## CONSIGNE
Dans l'extrait sur le braconnage et les mareyeurs, combien de mareyeurs ont été condamnés récemment pour trafic de civelles ?

## EXTRAIT DE TEXTE

· · · · · · ·

Charlotte Nithart – Pour être efficace, il faut répartir la charge des contrôles et des réglementations sur les différents maillons. Ça se joue aussi au niveau des criées, mareyeurs, transformateurs, afin qu’un pêcheur arrivant avec un lot braconné soit mis à la porte. Ou que le mareyeur soit sanctionné s’il l’a accepté. 

2- Quel rôle jouent les mareyeurs dans ces circuits ? 

Guillaume Sellier – Cela varie selon les espèces, mais dans les affaires élucidées, des acheteurs (mareyeurs ou grossistes) indélicats mélangeaient les produits de trafics illicites aux circuits légaux. C’est du blanchiment. Ne faire que du recel de braconnage est très rare et très risqué. Au sein de la Dirm Namo, notre cellule de lutte contre ces trafics, à l’instar du trafic de stupéfiants, fait d’abord du renseignement. Une fois les réseaux identifiés, elle transmet le dossier au procureur de la République, qui souvent ouvre une information judiciaire. Cela a abouti récemment à la condamnation de quatre mareyeurs impliqués dans du trafic de civelles. La saisie des avoirs frauduleux est une arme très efficace. Il s’agit d’opérations interservices, impliquant l’Office français de la biodiversité, la gendarmerie nationale ou maritime, la douane, les Affaires maritimes et l’administration fiscale, tous sous l’autorité des parquets. En général il y a des redressements fiscaux. Pour la civelle, les réseaux sont internationaux. Une affaire a mis en cause des opérateurs britanniques et est suivie par Interpol. Mais les braconniers sont très agiles, la rapidité des réseaux à se réorganiser est sans commune mesure avec la capacité de réaction de l’administration, obligée d’intervenir dans un cadre procédural normé. Pour la civelle, comme par hasard, quand les frontières ont été fermées avec la Chine, l’export s’est massifié vers l’Europe de l’Est.

· · · · · · ·

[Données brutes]

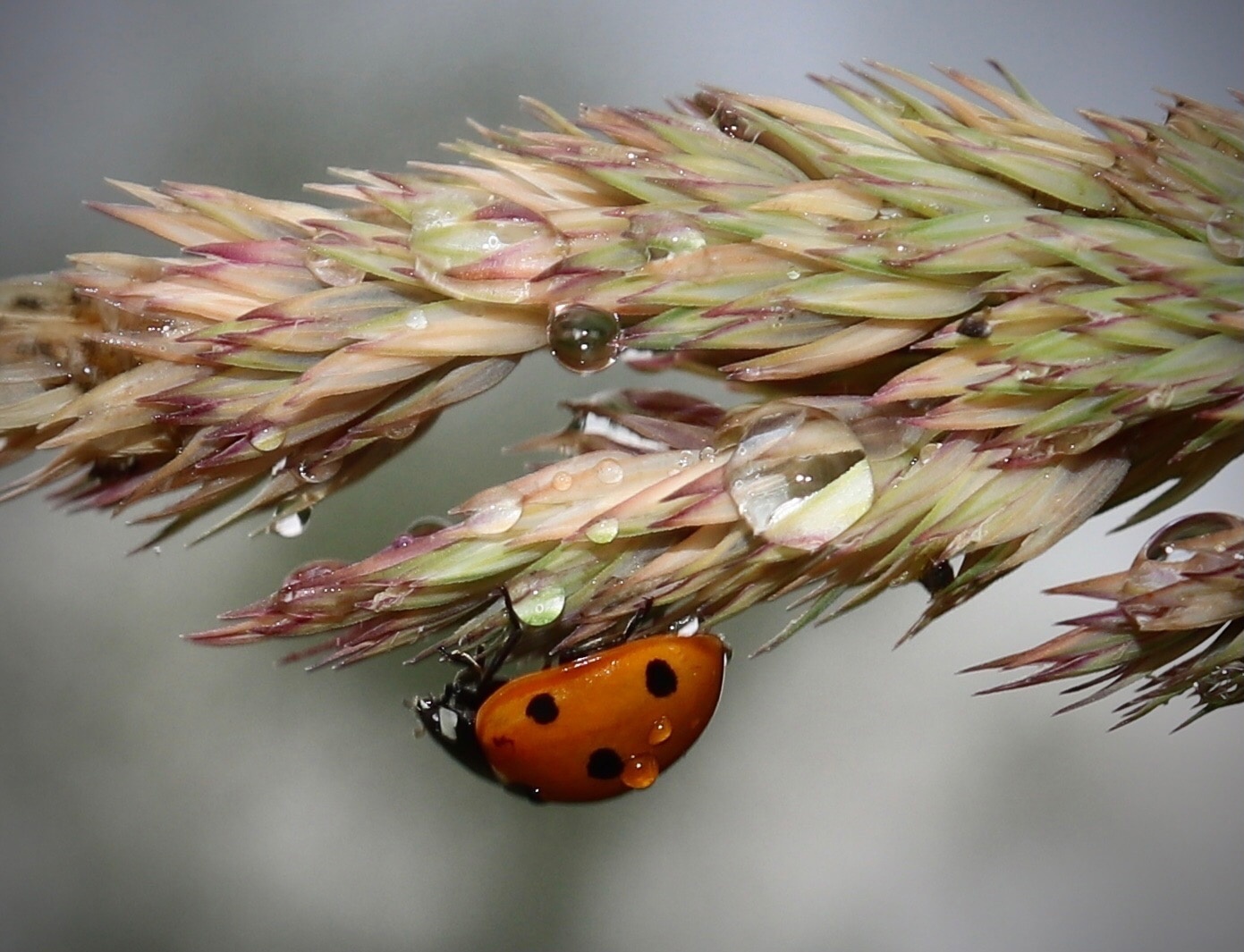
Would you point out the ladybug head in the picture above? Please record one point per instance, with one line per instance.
(449, 720)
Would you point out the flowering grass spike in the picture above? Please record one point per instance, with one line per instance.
(958, 332)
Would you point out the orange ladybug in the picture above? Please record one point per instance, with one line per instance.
(588, 729)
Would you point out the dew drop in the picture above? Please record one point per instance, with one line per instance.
(498, 516)
(1225, 232)
(602, 531)
(610, 471)
(661, 731)
(267, 439)
(582, 338)
(292, 525)
(799, 478)
(318, 470)
(543, 607)
(331, 270)
(641, 771)
(1167, 543)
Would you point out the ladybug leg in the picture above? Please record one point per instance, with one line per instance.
(512, 637)
(642, 614)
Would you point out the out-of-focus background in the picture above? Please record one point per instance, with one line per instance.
(155, 795)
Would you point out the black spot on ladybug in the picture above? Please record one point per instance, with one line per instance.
(605, 764)
(659, 678)
(543, 709)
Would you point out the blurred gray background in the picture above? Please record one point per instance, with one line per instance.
(158, 796)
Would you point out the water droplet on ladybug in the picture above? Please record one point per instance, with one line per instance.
(641, 771)
(584, 338)
(661, 731)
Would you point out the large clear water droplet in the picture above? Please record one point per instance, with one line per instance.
(584, 338)
(641, 771)
(267, 439)
(328, 267)
(290, 525)
(799, 477)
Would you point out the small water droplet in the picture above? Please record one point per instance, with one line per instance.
(799, 478)
(543, 607)
(292, 525)
(320, 470)
(641, 771)
(584, 338)
(1160, 398)
(602, 531)
(331, 270)
(267, 439)
(498, 516)
(661, 731)
(1225, 232)
(610, 471)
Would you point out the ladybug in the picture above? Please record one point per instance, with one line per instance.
(590, 729)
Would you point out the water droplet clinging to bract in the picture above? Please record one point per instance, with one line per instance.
(1224, 232)
(584, 338)
(799, 477)
(496, 516)
(292, 525)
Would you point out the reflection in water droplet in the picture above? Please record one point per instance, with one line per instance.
(320, 470)
(543, 607)
(608, 471)
(292, 525)
(1166, 543)
(661, 731)
(1225, 232)
(495, 518)
(798, 477)
(582, 338)
(333, 271)
(604, 531)
(641, 771)
(267, 439)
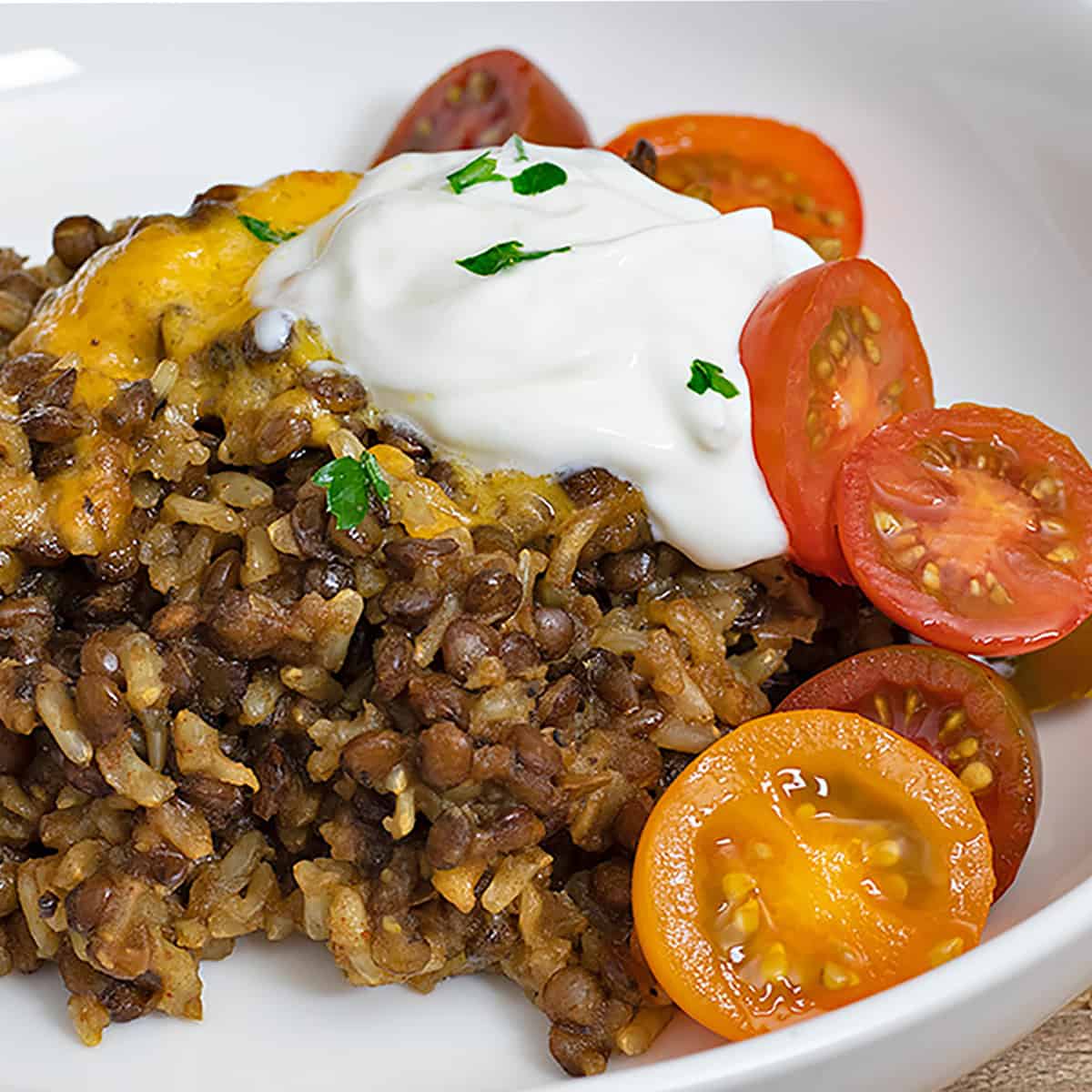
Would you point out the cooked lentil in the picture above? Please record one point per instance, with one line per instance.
(431, 751)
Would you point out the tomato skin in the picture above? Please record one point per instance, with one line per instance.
(898, 943)
(743, 161)
(987, 711)
(778, 349)
(999, 593)
(1057, 674)
(516, 97)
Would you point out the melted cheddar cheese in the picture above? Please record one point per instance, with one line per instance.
(175, 289)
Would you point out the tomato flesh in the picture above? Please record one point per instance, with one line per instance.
(740, 162)
(803, 862)
(971, 527)
(829, 355)
(484, 101)
(962, 713)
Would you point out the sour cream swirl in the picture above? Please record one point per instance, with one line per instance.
(580, 359)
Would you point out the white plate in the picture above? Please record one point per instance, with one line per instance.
(969, 132)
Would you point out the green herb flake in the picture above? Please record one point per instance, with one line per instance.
(262, 229)
(539, 179)
(709, 377)
(350, 484)
(503, 255)
(481, 169)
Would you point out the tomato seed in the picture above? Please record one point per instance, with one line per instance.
(945, 951)
(977, 776)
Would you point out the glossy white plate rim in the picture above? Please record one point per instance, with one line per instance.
(1036, 271)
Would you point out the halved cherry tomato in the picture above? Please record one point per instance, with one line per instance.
(829, 354)
(972, 528)
(965, 714)
(738, 163)
(484, 101)
(1057, 674)
(803, 862)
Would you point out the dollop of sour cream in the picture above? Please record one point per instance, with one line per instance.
(578, 359)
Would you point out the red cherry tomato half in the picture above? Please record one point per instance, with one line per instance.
(829, 354)
(740, 162)
(972, 528)
(484, 101)
(965, 714)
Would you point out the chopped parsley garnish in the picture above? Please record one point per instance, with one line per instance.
(262, 229)
(481, 169)
(503, 255)
(535, 179)
(350, 484)
(539, 179)
(709, 377)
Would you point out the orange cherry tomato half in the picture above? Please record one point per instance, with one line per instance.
(971, 527)
(738, 163)
(484, 101)
(803, 862)
(829, 354)
(965, 714)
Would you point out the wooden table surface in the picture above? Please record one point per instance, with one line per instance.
(1055, 1058)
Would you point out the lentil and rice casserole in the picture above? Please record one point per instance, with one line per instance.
(429, 743)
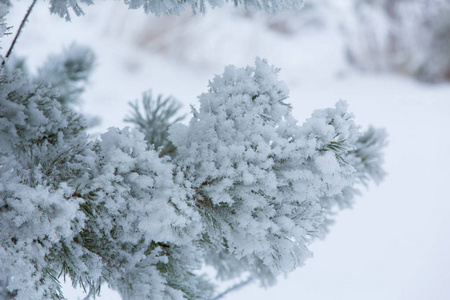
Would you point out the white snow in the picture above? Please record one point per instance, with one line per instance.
(393, 244)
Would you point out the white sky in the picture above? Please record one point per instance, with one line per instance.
(394, 243)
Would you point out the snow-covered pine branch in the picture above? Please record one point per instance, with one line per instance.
(247, 192)
(64, 8)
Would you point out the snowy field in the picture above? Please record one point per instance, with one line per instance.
(394, 243)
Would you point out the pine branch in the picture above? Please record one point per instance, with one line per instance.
(235, 288)
(22, 24)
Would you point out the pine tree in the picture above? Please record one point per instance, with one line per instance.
(243, 188)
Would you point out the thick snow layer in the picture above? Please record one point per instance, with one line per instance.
(393, 244)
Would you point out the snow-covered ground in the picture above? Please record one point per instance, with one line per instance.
(394, 243)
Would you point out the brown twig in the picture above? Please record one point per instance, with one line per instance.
(19, 30)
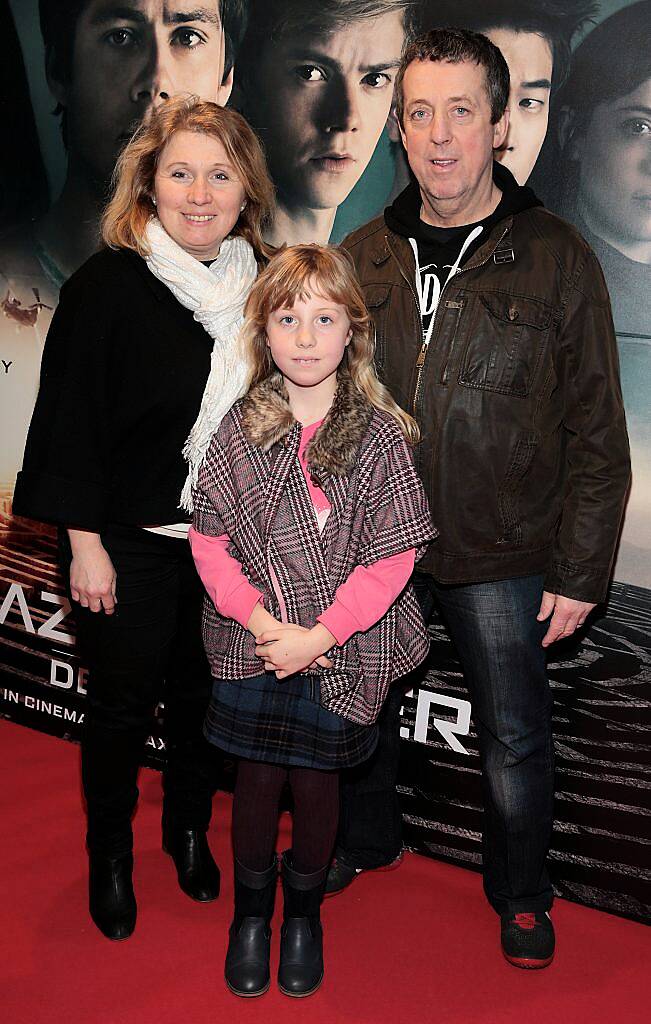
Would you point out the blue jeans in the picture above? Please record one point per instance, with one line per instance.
(497, 641)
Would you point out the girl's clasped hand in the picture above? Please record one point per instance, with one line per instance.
(292, 648)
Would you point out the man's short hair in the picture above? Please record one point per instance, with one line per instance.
(557, 20)
(59, 17)
(270, 20)
(453, 46)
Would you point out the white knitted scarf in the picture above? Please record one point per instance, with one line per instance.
(216, 295)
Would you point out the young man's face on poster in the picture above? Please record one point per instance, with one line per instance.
(320, 102)
(614, 153)
(128, 55)
(529, 58)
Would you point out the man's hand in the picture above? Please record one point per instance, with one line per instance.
(293, 648)
(568, 615)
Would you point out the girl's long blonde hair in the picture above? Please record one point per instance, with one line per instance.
(125, 219)
(295, 272)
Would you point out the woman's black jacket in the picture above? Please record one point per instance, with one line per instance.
(124, 370)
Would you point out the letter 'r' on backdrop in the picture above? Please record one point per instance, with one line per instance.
(315, 78)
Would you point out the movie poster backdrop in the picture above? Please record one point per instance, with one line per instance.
(315, 78)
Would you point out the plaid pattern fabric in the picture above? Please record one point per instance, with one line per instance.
(260, 499)
(283, 722)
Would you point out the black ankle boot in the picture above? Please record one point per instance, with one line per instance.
(198, 872)
(247, 970)
(112, 901)
(301, 970)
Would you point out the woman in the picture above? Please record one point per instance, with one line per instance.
(143, 330)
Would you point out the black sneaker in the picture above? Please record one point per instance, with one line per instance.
(527, 940)
(342, 875)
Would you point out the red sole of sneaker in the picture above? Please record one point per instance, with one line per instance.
(527, 964)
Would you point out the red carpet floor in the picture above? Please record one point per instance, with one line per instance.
(415, 945)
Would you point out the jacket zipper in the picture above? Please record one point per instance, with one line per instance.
(420, 363)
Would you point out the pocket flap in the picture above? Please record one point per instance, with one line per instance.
(377, 295)
(516, 310)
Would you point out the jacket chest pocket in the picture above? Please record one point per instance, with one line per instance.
(506, 344)
(377, 299)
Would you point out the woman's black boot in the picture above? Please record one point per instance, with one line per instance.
(112, 901)
(247, 970)
(301, 970)
(198, 873)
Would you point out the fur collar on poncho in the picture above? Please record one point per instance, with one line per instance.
(267, 419)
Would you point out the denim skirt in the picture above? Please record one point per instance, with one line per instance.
(281, 722)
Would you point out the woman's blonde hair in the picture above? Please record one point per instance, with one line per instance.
(295, 272)
(125, 219)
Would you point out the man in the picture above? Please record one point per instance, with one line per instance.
(493, 329)
(534, 39)
(315, 79)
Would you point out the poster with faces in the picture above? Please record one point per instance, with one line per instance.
(315, 79)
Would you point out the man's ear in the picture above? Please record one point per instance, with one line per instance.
(501, 130)
(225, 89)
(568, 135)
(393, 126)
(55, 84)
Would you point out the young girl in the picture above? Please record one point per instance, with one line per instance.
(308, 518)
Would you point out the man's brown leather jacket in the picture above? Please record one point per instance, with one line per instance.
(524, 452)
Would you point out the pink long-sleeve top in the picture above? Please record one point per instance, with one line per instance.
(359, 602)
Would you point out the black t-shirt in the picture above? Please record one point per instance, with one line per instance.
(441, 251)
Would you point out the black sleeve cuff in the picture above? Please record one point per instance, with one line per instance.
(68, 503)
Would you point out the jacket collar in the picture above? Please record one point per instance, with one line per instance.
(267, 420)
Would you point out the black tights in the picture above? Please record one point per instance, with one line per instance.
(255, 814)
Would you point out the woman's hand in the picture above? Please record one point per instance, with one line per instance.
(92, 577)
(292, 648)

· · · · · · ·

## RÉPONSE
Quatre mareyeurs.